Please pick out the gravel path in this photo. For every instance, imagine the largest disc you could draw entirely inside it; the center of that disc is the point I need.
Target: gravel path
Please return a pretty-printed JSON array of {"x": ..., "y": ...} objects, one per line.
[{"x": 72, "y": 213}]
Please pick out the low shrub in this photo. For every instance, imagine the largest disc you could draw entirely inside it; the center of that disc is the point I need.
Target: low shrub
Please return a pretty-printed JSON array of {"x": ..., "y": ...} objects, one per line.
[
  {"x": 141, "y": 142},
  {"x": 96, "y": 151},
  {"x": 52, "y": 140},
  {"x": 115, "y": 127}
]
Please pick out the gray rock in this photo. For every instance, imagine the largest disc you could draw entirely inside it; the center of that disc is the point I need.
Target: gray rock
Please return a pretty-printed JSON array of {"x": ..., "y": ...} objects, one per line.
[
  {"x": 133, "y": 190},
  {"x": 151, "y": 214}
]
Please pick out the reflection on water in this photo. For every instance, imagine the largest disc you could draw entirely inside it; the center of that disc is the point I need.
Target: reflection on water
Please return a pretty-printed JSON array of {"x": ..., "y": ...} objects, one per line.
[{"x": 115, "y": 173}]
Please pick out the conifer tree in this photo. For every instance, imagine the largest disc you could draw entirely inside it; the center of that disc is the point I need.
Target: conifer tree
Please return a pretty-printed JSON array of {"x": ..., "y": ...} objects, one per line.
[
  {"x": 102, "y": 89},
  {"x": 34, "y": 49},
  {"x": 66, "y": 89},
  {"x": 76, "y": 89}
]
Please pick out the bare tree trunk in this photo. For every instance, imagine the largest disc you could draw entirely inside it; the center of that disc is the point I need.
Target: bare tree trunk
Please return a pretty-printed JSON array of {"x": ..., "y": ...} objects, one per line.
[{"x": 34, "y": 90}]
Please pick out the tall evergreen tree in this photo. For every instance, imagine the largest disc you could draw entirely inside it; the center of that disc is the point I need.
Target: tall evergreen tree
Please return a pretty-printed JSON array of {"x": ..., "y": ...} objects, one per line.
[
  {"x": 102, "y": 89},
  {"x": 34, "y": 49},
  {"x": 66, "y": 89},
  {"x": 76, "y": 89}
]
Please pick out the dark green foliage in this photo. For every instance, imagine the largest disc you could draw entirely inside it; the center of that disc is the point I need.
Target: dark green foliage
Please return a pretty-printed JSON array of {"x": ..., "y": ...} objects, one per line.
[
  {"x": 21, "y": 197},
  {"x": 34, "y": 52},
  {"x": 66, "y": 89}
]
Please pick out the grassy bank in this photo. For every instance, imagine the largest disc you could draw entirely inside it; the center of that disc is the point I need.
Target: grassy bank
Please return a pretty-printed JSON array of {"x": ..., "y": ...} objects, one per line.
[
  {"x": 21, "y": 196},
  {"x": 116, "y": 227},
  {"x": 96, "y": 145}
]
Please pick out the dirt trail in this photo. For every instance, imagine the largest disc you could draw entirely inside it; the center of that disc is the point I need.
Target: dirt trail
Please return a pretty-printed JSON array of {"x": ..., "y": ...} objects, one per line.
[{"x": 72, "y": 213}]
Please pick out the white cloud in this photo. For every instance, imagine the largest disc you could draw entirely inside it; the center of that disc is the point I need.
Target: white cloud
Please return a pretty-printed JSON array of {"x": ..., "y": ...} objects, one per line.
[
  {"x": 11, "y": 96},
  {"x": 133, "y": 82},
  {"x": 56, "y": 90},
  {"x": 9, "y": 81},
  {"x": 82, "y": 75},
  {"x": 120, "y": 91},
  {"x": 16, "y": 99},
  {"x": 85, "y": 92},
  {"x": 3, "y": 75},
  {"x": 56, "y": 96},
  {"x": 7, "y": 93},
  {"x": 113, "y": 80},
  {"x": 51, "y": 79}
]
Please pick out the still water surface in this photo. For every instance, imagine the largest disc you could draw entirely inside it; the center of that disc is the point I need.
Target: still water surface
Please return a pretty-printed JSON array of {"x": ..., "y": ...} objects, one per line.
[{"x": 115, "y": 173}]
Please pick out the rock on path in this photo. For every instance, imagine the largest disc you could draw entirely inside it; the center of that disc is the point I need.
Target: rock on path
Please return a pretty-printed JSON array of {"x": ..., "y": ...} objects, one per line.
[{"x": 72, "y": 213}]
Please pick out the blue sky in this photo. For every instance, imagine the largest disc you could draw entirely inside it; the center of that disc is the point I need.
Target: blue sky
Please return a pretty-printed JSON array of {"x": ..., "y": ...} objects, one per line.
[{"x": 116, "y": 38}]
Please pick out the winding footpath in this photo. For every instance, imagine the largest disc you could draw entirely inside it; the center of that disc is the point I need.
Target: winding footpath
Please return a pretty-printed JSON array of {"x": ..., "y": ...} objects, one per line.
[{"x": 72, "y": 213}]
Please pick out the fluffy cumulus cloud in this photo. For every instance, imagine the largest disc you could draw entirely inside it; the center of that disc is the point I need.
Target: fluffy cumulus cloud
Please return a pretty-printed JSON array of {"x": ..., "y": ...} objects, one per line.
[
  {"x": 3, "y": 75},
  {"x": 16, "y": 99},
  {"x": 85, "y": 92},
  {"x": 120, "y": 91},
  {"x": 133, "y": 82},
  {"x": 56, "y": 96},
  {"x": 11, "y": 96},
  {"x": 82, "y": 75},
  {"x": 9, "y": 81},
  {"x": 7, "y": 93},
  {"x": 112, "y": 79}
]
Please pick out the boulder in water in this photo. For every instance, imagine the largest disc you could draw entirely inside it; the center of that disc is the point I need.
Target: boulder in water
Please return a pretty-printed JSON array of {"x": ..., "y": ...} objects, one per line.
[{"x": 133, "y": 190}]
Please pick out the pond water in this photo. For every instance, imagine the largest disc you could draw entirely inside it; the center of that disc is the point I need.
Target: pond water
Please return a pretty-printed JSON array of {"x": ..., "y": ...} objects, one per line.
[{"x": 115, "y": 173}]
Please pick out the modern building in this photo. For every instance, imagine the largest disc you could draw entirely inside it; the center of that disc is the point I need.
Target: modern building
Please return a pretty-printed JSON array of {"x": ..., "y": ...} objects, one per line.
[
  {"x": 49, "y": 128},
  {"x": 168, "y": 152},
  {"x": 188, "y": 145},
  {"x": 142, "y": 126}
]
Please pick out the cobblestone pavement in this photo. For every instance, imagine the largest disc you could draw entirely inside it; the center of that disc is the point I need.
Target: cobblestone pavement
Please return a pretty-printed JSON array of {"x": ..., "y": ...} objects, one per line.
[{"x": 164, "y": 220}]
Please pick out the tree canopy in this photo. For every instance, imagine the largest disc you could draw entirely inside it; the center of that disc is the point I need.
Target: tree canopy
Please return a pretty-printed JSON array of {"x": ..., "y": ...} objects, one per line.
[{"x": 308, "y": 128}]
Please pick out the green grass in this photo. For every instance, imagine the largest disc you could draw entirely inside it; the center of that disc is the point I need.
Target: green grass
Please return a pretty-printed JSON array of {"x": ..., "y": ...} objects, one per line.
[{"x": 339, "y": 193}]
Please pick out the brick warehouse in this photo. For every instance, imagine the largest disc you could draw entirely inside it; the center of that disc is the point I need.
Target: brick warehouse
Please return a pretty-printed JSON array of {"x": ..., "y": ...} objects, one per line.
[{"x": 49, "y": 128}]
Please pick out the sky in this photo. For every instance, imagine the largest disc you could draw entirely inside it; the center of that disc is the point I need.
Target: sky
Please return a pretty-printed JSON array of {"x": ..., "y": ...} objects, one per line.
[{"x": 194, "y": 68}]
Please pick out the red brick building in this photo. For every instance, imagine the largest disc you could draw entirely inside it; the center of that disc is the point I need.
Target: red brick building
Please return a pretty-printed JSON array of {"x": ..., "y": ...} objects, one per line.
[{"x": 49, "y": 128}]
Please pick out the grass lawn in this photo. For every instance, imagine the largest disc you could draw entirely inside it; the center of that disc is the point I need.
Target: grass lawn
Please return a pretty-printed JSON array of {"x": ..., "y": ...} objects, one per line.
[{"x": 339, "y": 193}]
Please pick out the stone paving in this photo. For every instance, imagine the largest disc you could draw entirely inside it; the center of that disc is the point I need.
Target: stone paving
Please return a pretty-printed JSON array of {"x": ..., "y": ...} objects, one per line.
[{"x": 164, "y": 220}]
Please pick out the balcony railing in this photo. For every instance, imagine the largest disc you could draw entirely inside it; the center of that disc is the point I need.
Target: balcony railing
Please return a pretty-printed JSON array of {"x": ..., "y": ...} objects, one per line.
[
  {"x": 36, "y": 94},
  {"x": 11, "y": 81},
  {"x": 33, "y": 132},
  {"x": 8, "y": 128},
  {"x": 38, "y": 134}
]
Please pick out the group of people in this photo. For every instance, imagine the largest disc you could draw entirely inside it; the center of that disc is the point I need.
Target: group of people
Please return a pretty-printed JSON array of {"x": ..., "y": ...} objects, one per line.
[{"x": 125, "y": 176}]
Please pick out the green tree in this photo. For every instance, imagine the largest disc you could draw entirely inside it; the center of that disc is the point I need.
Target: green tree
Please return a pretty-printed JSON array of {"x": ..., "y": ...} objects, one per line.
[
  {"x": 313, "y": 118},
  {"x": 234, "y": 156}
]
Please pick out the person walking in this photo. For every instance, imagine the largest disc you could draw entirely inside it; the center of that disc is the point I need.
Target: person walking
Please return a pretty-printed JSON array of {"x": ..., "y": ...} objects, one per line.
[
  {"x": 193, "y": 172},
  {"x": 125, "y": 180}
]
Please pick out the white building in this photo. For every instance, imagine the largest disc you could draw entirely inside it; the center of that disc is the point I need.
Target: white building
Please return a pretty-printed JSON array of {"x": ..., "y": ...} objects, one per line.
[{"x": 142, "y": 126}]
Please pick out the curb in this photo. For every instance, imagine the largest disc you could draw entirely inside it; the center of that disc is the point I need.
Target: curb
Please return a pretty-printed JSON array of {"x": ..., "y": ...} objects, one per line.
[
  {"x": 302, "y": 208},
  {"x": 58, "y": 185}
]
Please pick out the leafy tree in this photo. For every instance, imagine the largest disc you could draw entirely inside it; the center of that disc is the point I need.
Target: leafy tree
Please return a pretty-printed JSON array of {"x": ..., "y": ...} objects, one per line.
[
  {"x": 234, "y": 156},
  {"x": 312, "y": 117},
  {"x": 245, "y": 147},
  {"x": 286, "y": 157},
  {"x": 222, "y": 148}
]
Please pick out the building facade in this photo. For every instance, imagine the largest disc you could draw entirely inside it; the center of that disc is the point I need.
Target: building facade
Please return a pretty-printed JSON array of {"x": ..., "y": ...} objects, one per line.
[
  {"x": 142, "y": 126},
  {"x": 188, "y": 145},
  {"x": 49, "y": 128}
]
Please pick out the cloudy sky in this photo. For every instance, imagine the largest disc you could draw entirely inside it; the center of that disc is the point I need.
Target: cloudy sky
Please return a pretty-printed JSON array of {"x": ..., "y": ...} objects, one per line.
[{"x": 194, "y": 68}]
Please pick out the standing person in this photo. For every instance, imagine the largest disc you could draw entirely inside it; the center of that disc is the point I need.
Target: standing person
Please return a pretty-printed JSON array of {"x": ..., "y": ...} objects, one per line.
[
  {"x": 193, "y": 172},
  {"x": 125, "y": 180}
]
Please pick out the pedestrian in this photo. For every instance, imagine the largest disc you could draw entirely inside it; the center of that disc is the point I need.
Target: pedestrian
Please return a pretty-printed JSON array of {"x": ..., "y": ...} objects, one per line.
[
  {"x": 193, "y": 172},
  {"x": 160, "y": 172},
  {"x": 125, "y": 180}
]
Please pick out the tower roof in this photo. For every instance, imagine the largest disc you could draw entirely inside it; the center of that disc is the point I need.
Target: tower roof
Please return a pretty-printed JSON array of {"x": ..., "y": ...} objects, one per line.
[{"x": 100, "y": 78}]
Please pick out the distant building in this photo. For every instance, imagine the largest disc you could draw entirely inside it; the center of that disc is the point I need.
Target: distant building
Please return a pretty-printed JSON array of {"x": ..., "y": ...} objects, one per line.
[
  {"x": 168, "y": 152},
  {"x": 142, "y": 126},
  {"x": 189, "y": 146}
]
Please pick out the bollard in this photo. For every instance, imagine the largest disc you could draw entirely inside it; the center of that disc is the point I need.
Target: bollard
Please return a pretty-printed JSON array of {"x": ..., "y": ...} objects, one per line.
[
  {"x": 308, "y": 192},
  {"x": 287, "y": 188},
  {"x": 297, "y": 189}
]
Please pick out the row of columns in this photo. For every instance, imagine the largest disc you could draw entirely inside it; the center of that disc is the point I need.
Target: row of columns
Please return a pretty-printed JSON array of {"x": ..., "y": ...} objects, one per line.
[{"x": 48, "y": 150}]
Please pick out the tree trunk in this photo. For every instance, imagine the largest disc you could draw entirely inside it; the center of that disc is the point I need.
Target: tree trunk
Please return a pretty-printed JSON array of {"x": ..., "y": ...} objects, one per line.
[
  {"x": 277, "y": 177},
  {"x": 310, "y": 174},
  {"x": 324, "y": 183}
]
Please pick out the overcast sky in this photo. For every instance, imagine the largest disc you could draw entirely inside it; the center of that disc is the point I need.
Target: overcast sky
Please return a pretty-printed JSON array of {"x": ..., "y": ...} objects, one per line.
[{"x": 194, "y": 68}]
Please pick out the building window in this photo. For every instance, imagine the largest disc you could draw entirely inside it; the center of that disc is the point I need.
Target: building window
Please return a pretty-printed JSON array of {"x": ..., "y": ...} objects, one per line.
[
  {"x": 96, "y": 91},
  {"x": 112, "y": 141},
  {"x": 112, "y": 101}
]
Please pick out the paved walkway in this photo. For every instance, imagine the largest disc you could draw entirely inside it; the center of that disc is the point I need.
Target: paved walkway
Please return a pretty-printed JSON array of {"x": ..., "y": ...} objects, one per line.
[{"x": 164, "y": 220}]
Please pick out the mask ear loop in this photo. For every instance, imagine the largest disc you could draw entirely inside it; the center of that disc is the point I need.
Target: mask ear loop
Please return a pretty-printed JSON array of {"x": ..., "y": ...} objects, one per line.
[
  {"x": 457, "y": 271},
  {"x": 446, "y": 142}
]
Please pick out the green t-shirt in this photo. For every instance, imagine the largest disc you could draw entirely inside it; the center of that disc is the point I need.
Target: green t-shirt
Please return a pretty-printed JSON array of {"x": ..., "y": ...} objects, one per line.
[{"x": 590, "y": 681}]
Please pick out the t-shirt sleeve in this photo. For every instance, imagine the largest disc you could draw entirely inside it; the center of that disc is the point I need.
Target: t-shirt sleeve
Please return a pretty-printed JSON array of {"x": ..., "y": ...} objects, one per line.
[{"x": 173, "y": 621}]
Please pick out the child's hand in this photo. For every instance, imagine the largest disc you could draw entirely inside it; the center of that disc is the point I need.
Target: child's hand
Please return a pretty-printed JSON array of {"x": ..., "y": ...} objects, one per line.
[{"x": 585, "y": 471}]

Exercise instructions:
Please show every line above that includes the word "reflection".

Answer section:
Please pick out the reflection on water in this photo. For every instance, imagine the largest disc you could draw entirely inside it; the center of that disc is the point I need.
Target: reflection on water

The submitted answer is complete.